PUBO — a higher-order binary polynomial

Binary optimization of degree ≥ 3 — solved as-is, with no reduction to quadratic and no auxiliary variables. This is the LABS problem (low-autocorrelation binary sequences) for N = 7: spins s = 1 - 2x turn the binaries into ±1, and the energy is a degree-four polynomial — the same objective as the LABS benchmark. Modeled in Pyomo (pip install "quicopt[pyomo]"); the returned energy 3 is the proven optimum for N = 7:

pubo.py
import pyomo.environ as pyo
from quicopt import Client

# A PUBO: the LABS problem (low-autocorrelation binary sequences) for N=7.
# Spins s_i = 1 - 2 x_i turn the binary x into +/-1; the energy
# sum_k C_k^2 with C_k = sum_i s_i s_{i+k} is a degree-4 polynomial.
N = 7
m = pyo.ConcreteModel()
m.x = pyo.Var(range(N), domain=pyo.Binary)
s = [1 - 2 * m.x[i] for i in range(N)]
m.obj = pyo.Objective(
    expr=sum(sum(s[i] * s[i + k] for i in range(N - k)) ** 2
             for k in range(1, N)),
    sense=pyo.minimize)

client = Client("https://try.quicoptapi.pgi.fz-juelich.de")
result = client.solve(m)
print(result.display)
$ python pubo.py
├── status:     heuristic
├── feasible:   true
├── objective:  3.0
├── x:          x1=0, x2=0, x3=0, x4=1, x5=1, x6=0, …  (7 variables)
└── solve_time: 3.5084 s

NLP — a non-linear program

A smooth non-linear objective (exp, log) under a linear constraint, modeled in Pyomo (pip install "quicopt[pyomo]"). The optimum takes y to its lower bound and balances exp(-x) against :

nlp.py
import pyomo.environ as pyo
from quicopt import Client

# An NLP: a smooth non-linear objective (exp, log) under a linear constraint.
m = pyo.ConcreteModel()
m.x = pyo.Var(bounds=(0.1, 10))
m.y = pyo.Var(bounds=(0.1, 10))
m.budget = pyo.Constraint(expr=m.x + m.y <= 8)
m.obj = pyo.Objective(expr=pyo.exp(-m.x) + pyo.log(m.y) + m.x**2, sense=pyo.minimize)

client = Client("https://try.quicoptapi.pgi.fz-juelich.de")
result = client.solve(m)
print(result.display)

## [Data items]
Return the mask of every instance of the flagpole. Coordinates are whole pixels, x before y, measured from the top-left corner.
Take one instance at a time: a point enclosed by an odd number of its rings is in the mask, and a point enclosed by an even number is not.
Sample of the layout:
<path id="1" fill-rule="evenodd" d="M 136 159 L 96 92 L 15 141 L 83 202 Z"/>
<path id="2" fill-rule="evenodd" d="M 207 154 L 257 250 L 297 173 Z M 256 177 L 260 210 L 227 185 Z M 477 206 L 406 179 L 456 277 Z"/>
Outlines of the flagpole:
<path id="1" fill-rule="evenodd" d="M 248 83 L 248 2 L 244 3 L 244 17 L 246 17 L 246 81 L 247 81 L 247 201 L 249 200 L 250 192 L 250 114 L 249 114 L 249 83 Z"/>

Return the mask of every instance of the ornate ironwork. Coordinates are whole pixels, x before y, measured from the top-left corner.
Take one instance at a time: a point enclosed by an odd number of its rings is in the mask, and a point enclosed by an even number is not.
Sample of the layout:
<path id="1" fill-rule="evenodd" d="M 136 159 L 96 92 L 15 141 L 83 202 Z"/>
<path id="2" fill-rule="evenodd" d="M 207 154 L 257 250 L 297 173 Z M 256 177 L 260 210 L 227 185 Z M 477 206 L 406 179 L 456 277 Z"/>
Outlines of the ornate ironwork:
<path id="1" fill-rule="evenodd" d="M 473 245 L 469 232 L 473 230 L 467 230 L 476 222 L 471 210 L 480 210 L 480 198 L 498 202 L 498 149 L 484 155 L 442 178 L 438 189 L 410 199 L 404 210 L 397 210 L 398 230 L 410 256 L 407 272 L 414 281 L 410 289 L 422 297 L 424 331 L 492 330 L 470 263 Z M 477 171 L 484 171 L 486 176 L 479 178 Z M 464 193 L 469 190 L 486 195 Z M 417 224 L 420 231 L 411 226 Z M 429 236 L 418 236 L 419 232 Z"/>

## [Exercise tasks]
A - In the Pyomo optimization write-up, list the names of the fields shown in the printed result of the PUBO script.
B - Extend the Pyomo optimization write-up, starting after its final line.

## [Outputs]
A - status, feasible, objective, x, solve_time

B -
$ python nlp.py
├── status:     optimal
├── feasible:   true
├── objective:  -1.4754011643639007
├── x:          x1=0.3517, x2=0.1  (2 variables)
└── solve_time: 0.0258 s

MINLP — mixed-integer non-linear

Binary on/off decisions mixed with continuous variables under a non-linear (exp) cost curve — a miniature unit-commitment model: switch generating units on or off and set each unit's output to meet demand at minimum cost. Modeled in Pyomo. The best plan switches only the larger unit on. (On the free tier, integer variables beyond binary aren't accepted in non-linear models yet.)

minlp.py
import pyomo.environ as pyo
from quicopt import Client

# An MINLP: switch generating units on or off (binary) and set each unit's
# continuous output, under a non-linear (exp) fuel-cost curve. An off unit
# produces nothing and costs nothing.
caps, fixed, fuel = [4.0, 6.0], [2.0, 3.5], [1.0, 0.8]
demand = 5.0

m = pyo.ConcreteModel()
m.on = pyo.Var(range(2), domain=pyo.Binary)
m.p = pyo.Var(range(2), bounds=(0, None))
m.cap = pyo.Constraint(range(2), rule=lambda m, i: m.p[i] <= caps[i] * m.on[i])
m.demand = pyo.Constraint(expr=m.p[0] + m.p[1] >= demand)
m.obj = pyo.Objective(
    expr=sum(fixed[i] * m.on[i] + fuel[i] * (pyo.exp(m.p[i] / caps[i]) - 1)
             for i in range(2)),
    sense=pyo.minimize)

client = Client("https://try.quicoptapi.pgi.fz-juelich.de")
result = client.solve(m)
print(result.display)
$ python minlp.py
├── status:     heuristic
├── feasible:   true
├── objective:  4.5407807127338655
├── x:          x1=0, x2=1, x3=0, x4=5.0  (4 variables)
└── solve_time: 2.6109 s

Handling an infeasible model

Infeasibility is a regular result, not an errorsolve() returns normally and you check result.status. This model forces it with two contradictory constraints (sum(x) >= 7 and sum(x) <= 3); objective comes back None and solution is empty:

infeasible.py
"""A linear model that has no feasible solution.

Linear objective over binary variables plus two contradictory constraints
that exclude each other:

    sum(x) >= 7   AND   sum(x) <= 3

No assignment satisfies both -> the model is infeasible.
"""
from ortools.math_opt.python import mathopt
from quicopt import Client

N = 10
model = mathopt.Model(name="infeasible")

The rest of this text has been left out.